_Objective_
Reproduce the material verbatim, beginning with its first line and continuing through the line that contains "59,20,87,80". Leave the pictures out of your reply.

_Input for this task_
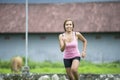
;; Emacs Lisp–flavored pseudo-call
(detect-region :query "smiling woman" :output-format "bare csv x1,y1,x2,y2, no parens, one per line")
59,19,87,80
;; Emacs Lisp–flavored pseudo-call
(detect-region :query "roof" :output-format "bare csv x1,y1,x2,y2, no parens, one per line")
0,2,120,33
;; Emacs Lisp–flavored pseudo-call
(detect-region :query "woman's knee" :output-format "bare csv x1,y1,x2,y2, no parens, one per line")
71,68,78,73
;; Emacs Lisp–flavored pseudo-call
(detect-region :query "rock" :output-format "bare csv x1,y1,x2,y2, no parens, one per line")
38,75,50,80
52,74,59,80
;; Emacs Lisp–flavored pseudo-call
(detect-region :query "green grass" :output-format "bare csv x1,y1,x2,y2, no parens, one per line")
0,61,120,74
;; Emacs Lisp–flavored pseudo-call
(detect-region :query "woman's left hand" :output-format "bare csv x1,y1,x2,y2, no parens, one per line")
82,51,86,58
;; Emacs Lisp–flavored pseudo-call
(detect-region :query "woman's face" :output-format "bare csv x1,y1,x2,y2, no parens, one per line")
65,21,73,32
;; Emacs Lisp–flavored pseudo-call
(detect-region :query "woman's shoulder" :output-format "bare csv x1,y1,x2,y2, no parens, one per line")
59,33,65,37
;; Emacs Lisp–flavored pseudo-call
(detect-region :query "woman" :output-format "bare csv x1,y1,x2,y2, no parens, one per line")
59,20,87,80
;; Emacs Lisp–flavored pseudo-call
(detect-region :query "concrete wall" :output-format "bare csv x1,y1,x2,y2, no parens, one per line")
0,33,120,62
0,0,120,3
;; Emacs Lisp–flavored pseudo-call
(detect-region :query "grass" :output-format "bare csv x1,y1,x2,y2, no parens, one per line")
0,61,120,74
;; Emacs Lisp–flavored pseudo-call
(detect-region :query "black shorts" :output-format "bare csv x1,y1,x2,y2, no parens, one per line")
64,57,81,68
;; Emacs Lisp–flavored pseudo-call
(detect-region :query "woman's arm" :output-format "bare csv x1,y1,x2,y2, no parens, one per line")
76,32,87,58
59,34,66,52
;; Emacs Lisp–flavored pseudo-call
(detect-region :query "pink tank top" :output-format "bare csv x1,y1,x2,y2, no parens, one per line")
63,32,80,59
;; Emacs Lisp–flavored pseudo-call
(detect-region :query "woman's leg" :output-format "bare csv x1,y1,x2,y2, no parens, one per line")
66,68,74,80
71,59,80,80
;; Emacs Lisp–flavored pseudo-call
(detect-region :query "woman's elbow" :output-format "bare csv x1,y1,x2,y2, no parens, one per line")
60,48,64,52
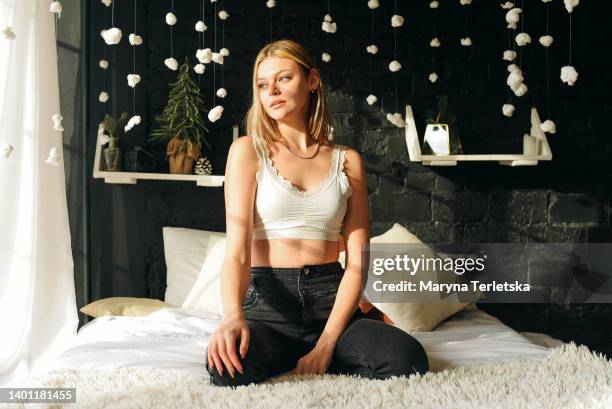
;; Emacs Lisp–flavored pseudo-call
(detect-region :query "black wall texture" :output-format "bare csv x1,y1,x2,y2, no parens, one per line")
88,0,612,354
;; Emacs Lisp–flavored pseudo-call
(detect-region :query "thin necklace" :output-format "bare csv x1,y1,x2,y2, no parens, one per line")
281,141,321,159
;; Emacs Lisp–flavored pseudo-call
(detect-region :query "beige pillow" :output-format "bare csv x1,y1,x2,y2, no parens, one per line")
340,223,475,333
80,297,171,317
182,233,227,315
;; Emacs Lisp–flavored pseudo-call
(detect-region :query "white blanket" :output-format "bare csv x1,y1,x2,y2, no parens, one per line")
40,308,554,378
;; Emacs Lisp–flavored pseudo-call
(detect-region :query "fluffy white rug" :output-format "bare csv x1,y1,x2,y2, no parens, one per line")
19,343,612,409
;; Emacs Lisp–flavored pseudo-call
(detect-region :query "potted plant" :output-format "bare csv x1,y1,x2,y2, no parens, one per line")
102,112,127,171
423,95,463,155
149,61,210,174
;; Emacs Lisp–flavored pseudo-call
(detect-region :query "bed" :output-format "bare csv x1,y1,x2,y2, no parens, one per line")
49,307,563,378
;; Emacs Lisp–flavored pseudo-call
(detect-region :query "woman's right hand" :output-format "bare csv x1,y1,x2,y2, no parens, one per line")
207,308,250,378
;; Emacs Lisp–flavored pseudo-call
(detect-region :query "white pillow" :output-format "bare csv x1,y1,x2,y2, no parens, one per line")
340,223,473,333
182,234,227,315
162,227,223,307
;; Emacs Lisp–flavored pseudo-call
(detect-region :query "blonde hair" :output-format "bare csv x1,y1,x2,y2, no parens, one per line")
246,40,331,144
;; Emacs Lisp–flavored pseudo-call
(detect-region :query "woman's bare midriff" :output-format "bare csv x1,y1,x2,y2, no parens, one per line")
251,239,342,268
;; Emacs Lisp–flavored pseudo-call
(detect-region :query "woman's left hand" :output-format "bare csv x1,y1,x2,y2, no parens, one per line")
291,343,335,375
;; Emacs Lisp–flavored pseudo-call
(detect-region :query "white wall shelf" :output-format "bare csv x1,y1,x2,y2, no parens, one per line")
406,105,552,166
93,134,225,187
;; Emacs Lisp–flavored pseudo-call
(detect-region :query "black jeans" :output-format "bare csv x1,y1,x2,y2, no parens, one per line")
204,262,429,386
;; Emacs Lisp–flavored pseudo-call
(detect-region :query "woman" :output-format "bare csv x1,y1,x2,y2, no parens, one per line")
206,40,429,386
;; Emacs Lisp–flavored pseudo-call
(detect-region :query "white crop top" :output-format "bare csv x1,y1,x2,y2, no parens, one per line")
253,134,352,241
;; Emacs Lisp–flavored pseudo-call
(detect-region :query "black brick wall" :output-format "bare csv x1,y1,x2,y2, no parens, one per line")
89,0,612,353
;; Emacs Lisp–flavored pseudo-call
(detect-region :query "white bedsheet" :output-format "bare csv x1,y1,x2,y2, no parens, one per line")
44,308,564,378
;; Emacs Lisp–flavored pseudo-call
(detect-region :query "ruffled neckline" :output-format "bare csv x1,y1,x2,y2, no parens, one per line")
258,137,340,197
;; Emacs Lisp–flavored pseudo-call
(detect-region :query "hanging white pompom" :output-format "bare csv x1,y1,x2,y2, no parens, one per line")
2,26,15,40
506,68,524,91
504,50,516,61
391,14,404,27
102,27,123,45
539,35,553,47
45,146,62,166
208,105,223,122
196,48,212,64
506,8,523,28
0,143,15,159
561,65,578,86
563,0,580,13
508,64,518,72
212,53,223,65
196,20,208,33
540,119,557,133
123,115,141,132
513,83,527,97
193,63,206,75
387,112,406,128
166,11,176,26
514,33,531,47
128,74,140,88
51,114,64,132
128,33,142,45
217,88,227,98
389,60,402,72
164,57,178,71
49,1,62,18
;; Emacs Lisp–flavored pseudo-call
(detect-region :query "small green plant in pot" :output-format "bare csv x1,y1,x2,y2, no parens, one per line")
102,112,128,171
149,61,211,174
423,95,463,155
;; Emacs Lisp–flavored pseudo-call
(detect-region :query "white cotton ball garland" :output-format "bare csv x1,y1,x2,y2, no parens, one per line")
49,1,62,18
217,88,227,98
366,44,378,55
208,105,223,122
98,91,109,103
128,33,142,45
123,115,141,132
502,104,514,118
128,74,140,88
561,65,578,86
102,27,123,45
391,14,404,27
164,57,178,71
387,112,406,128
540,119,557,133
45,146,61,166
166,11,177,26
0,143,15,159
51,114,64,132
2,26,15,40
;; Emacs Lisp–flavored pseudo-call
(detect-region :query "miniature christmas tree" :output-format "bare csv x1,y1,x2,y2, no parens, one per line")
149,61,211,161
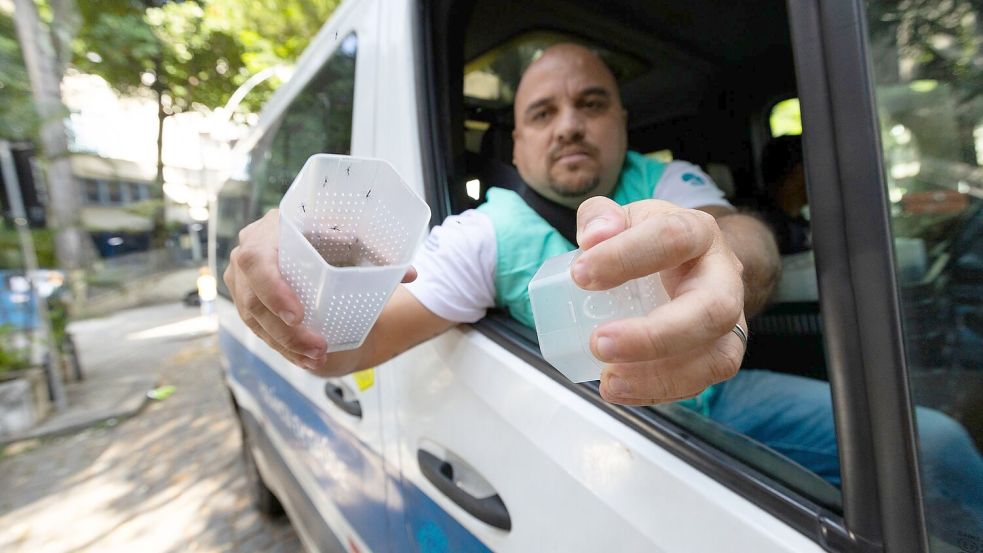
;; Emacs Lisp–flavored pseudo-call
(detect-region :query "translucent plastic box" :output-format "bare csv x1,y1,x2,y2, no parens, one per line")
529,250,669,382
279,154,430,351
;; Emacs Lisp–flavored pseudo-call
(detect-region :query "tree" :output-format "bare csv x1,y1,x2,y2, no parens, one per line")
74,0,247,247
205,0,339,111
14,0,90,274
0,12,38,141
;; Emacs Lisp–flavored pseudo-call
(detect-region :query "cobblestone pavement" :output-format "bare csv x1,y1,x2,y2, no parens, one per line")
0,306,302,553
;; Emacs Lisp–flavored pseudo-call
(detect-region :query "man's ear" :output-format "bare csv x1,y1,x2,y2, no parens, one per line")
512,127,521,165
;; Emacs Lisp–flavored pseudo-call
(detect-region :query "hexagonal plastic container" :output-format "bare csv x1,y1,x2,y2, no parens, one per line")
279,154,430,351
529,250,669,382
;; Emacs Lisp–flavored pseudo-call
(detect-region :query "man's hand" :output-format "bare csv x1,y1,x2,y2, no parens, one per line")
224,209,416,371
571,197,747,405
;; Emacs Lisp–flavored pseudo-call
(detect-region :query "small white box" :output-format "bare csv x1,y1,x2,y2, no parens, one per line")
279,154,430,351
529,250,669,382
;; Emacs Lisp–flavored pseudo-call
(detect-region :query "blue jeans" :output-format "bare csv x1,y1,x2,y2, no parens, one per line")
710,370,983,543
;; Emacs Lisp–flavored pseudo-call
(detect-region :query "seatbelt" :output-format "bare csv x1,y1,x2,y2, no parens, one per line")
515,178,577,246
468,153,577,246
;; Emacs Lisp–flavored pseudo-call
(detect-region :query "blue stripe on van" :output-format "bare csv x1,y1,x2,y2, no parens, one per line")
219,329,489,553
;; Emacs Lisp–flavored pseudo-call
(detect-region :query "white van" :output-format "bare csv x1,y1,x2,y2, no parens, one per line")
210,0,983,553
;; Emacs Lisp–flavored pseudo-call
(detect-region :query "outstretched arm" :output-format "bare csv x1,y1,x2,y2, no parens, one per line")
697,206,781,317
571,197,777,405
224,209,455,376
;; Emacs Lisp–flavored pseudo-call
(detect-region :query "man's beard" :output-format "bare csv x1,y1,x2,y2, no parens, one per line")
549,138,601,198
550,176,601,198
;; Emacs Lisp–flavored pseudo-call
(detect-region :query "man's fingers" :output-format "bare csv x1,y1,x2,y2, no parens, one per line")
590,275,744,363
236,284,327,359
234,212,304,326
577,196,628,251
601,332,744,405
571,209,716,290
247,320,320,371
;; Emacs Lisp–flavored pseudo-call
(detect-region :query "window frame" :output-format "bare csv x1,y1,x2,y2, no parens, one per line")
414,0,876,551
789,0,928,551
215,30,362,300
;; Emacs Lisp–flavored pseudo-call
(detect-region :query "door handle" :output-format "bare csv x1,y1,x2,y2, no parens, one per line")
324,382,362,419
416,449,512,530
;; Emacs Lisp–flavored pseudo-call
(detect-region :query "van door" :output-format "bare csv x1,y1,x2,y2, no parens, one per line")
216,1,389,551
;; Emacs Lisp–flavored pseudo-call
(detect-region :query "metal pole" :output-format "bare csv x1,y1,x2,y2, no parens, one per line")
0,140,67,411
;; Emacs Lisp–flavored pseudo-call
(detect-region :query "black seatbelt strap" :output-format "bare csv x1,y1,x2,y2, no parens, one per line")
516,182,577,246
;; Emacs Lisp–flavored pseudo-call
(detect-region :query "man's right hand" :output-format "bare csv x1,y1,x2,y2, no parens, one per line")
224,209,416,370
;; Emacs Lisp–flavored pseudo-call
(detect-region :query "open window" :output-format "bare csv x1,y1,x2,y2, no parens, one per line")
425,0,842,544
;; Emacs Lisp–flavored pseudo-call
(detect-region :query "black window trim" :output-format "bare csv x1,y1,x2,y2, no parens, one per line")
788,0,928,551
411,0,881,552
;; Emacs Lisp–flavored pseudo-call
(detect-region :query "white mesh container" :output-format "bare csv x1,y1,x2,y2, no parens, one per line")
279,154,430,351
529,250,669,382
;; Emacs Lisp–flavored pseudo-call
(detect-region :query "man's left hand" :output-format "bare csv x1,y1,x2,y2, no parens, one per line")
571,197,747,405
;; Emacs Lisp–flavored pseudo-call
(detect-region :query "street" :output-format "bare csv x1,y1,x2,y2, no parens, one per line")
0,305,301,553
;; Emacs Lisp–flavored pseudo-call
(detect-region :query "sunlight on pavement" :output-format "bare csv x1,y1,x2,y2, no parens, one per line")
126,317,218,340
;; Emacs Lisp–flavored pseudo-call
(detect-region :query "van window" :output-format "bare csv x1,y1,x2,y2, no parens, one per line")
867,0,983,551
451,2,841,512
216,33,358,295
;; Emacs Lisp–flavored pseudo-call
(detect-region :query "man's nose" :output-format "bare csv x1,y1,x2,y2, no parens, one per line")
556,109,584,142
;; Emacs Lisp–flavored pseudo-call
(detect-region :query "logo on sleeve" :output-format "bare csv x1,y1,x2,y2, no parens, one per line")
682,173,707,186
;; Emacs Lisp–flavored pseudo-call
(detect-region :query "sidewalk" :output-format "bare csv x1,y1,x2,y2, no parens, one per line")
0,303,215,448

_Result of this exercise_
;; Emacs Lisp–flavored pseudo-call
(detect-region :query "smiling woman" :output-format "bare csv x1,y1,x2,y2, no parens, one per line")
59,19,87,80
;; Emacs Lisp–flavored pseudo-call
(detect-region :query "roof" :output-format "bare csv x1,y1,x2,y2, no parens, one per line")
0,2,120,33
;; Emacs Lisp–flavored pseudo-call
(detect-region :query "woman's knee" :output-format "bare csv x1,y1,x2,y2, no parens, one per line")
71,68,78,73
;; Emacs Lisp–flavored pseudo-call
(detect-region :query "rock" :output-format "bare csv x1,y1,x2,y2, no parens, one per line")
38,75,50,80
52,74,59,80
;; Emacs Lisp–flavored pseudo-call
(detect-region :query "green grass" :output-format "bare csv x1,y1,x2,y2, no parens, one per line")
0,61,120,74
;; Emacs Lisp–flavored pseudo-call
(detect-region :query "woman's left hand" :output-format "bare csv x1,y1,x2,y2, no parens, one per line")
82,51,86,58
;; Emacs Lisp–flavored pseudo-call
(detect-region :query "woman's face" :output-format "bare csv x1,y1,x2,y2, no parens, one per line")
65,21,73,32
;; Emacs Lisp–flavored pseudo-call
(detect-region :query "woman's shoulder" :output-format "bare csv x1,y1,x2,y2, no parens, one per line")
59,33,65,37
;; Emacs Lisp–flavored pseudo-call
(detect-region :query "woman" :output-format "bare csv x1,y1,x2,y2, no parens, one per line")
59,20,87,80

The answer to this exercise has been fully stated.